### Extract
>> start

= Eagleson Road =

Road in Ottawa, Canada

Eagleson Road (Ottawa Road #49) is a northwest–southeast road in Ottawa's west end in Kanata. It starts at Highway 417 and ends at Brophy Drive south of Richmond. North of Highway 417 it becomes March Road. It is a key link, primarily for residents of Bridlewood, between both ends of Kanata where housing developments are growing steadily in the north and the south. The primary segment of Eagleson Road is divided and six lanes wide (three per direction) between Highway 417 and Abbeyhill Drive, while between Abbeyhill Drive and just south of Stonehaven Drive it is a four-lane divided arterial. South of that, Eagleson is a two-lane undivided rural road.

The alignment of Teron Road south of Campeau Drive was formerly Eagleson (Side) Road, prior to Highway 417 being extended to the west.

>> end

### Collected data
>> start

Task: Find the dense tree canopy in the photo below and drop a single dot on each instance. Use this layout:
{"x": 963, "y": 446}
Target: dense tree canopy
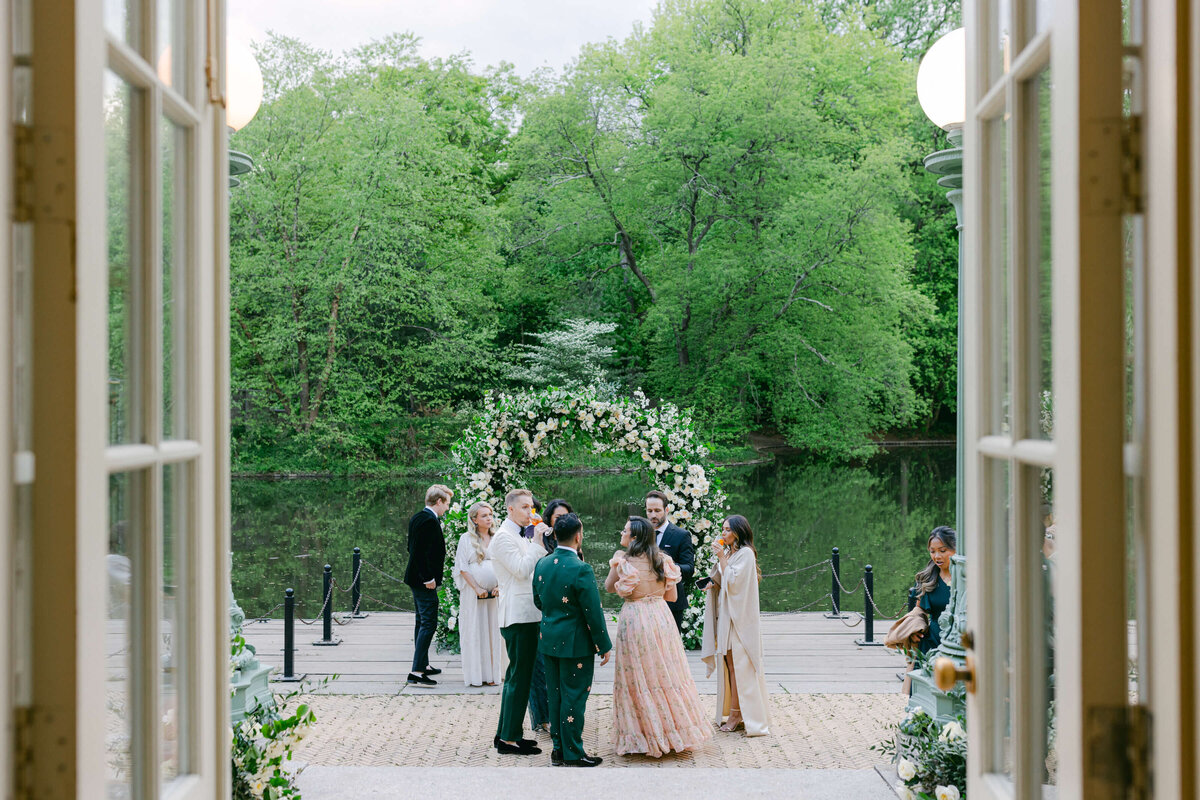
{"x": 736, "y": 190}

>> end

### Stated problem
Carry on the Eagleson Road article from its last sentence.

### Task response
Key locations on this road include Eagleson Station from the OC Transpo's transitway system. Just south of the intersection with Hazeldean Road is the Hazeldean Mall, an important mall for the community.

==Major intersections==

March Road continues north of Highway 417.

- Highway 417
- Katimavik Road & Timm Drive
- Kakulu Road
- Hazeldean Road & Robertson Road
- Hazeldean Mall (300 Eagleson Road)
- Abbeyhill Drive
- Palomino Drive
- Rothesay Drive & Palomino Drive
- Stonehaven Drive & Michael Cowpland Drive
- Real Canadian Superstore (760 Eagleson Road)
- Cope Drive & Cadence Gate
- Fernbank Road
- Bridgestone Drive
- Emerald Meadows Drive & Romina Street
- Terry Fox Drive & Hope Side Road
- Fallowfield Road
- Old Richmond Road & Perth Street
- Barnsdale Road
- Via Rail crossing
- Ottawa Street
- Brophy Drive

Eagleson Road continues south as McCordick Road.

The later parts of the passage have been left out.